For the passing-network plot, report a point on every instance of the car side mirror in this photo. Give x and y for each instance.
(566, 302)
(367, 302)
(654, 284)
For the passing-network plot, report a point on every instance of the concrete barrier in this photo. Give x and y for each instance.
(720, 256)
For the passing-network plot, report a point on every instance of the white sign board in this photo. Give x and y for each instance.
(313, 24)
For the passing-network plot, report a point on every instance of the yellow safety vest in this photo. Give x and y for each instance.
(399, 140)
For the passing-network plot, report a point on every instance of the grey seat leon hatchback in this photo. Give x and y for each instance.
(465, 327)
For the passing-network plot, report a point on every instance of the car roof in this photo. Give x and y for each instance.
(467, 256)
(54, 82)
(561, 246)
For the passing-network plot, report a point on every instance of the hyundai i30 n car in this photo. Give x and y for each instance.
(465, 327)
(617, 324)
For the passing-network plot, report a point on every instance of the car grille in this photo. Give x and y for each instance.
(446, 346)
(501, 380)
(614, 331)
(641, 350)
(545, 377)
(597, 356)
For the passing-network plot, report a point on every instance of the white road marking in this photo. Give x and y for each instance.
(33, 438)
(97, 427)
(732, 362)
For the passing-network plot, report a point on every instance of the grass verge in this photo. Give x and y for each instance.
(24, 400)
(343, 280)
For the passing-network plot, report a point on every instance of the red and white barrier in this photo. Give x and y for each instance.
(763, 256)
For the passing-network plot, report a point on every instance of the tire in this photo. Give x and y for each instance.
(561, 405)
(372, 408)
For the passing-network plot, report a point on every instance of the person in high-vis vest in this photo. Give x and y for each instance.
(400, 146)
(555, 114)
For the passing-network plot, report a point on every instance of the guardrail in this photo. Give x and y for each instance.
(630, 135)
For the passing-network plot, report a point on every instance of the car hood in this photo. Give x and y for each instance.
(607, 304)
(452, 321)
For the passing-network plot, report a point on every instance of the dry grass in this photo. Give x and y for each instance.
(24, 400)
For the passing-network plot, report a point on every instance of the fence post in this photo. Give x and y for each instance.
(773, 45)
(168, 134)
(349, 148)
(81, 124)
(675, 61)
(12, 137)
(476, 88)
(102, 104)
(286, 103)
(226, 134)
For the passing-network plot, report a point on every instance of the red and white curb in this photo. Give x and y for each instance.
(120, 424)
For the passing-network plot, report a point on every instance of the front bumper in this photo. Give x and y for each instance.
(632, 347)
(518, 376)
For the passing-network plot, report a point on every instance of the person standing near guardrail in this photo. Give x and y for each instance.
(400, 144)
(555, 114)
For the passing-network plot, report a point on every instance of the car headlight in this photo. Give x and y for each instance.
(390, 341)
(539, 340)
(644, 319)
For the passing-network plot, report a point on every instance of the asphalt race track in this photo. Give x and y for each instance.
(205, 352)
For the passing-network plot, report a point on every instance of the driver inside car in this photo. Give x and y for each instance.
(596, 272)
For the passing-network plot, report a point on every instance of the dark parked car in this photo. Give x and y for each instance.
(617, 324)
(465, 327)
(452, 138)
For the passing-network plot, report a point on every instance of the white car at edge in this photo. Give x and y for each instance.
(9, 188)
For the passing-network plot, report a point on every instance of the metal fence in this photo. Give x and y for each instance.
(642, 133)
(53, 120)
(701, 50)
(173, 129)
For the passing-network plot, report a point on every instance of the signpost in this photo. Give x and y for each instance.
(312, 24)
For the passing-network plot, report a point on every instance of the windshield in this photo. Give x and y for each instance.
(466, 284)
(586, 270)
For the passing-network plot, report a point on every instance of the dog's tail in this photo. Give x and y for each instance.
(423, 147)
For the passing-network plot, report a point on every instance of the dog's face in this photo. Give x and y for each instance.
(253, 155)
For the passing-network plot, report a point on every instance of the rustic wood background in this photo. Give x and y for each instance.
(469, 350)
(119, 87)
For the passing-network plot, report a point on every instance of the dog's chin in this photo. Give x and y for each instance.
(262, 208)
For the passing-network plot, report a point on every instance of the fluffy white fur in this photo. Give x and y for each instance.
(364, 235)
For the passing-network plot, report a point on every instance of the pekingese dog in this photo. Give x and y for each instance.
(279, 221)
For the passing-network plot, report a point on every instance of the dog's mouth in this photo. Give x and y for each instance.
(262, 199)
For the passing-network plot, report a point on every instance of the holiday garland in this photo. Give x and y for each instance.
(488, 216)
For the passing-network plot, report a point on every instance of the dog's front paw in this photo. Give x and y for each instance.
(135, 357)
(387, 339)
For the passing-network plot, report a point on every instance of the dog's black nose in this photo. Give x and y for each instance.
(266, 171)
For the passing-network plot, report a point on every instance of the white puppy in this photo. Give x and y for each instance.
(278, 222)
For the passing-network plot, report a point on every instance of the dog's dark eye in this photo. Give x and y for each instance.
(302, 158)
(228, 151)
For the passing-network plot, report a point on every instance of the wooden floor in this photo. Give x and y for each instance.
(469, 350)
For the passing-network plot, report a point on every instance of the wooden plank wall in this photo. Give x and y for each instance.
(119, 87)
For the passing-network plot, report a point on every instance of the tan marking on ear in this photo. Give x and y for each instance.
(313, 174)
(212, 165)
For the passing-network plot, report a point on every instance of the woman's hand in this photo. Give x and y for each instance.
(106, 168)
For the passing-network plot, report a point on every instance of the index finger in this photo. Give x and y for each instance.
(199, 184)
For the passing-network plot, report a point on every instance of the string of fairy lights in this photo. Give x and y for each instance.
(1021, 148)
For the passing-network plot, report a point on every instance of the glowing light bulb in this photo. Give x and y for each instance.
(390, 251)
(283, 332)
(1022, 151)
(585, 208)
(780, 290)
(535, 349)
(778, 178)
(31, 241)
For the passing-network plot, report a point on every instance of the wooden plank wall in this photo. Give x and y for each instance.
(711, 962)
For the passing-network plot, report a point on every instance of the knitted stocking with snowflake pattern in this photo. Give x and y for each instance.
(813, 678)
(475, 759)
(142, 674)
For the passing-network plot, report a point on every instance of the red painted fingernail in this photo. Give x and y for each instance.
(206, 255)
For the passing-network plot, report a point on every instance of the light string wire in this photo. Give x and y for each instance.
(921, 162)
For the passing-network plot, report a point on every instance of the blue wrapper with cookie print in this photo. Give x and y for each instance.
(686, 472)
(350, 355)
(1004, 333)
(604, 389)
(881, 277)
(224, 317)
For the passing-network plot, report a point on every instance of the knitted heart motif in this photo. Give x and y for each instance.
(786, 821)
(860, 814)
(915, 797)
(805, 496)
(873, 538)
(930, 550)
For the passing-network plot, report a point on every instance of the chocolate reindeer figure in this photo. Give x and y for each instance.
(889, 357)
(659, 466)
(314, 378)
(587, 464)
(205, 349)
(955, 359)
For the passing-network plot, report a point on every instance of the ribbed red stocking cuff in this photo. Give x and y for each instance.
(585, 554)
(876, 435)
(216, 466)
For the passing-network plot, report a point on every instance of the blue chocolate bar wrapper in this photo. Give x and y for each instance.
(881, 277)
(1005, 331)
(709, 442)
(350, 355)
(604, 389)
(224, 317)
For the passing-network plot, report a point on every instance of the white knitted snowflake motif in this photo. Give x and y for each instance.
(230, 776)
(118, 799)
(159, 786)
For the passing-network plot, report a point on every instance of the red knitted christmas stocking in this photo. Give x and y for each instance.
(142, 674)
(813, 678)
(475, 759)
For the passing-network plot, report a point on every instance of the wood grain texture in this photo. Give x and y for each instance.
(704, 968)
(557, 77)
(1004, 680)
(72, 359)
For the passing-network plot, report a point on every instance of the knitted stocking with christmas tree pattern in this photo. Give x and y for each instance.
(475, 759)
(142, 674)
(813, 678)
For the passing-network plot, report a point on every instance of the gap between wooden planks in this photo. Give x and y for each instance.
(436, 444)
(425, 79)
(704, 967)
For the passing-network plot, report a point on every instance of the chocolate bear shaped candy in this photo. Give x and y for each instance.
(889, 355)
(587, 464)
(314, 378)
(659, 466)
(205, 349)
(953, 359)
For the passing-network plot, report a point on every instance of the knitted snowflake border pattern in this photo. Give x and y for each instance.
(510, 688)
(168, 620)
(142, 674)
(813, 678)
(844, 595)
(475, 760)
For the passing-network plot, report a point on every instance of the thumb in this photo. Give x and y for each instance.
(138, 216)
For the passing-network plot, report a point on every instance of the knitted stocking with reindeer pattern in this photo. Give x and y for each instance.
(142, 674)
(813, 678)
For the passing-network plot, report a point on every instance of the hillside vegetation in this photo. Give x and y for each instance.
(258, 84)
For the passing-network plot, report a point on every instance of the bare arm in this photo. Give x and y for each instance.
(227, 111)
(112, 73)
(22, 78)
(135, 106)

#### What the task asks
Extract, without alteration, every line from the one containing "the knitted snowflake" through the final line of the entries, both included.

#### The reply
For the passing-network plot, report a point on every instance of the knitted snowflake border pattern in this photo. Give x and y for each instance.
(510, 688)
(168, 620)
(142, 674)
(813, 678)
(844, 595)
(475, 760)
For the passing-network plot, report a point on every instance of the thumb in this photo. Give x and y for each instance.
(138, 216)
For the passing-network plot, report a point on every instance of the knitted stocking with reindeer pattern in this photo. Give x and y for each instance.
(142, 674)
(813, 678)
For the passing-network plot, report a point on every instance of the hillside vegetation in this photo. Give x and y for each instance.
(258, 84)
For the passing-network plot, report a point on every instance of the bare arm in this photo. Give x and y for each instance.
(227, 111)
(112, 73)
(22, 78)
(135, 106)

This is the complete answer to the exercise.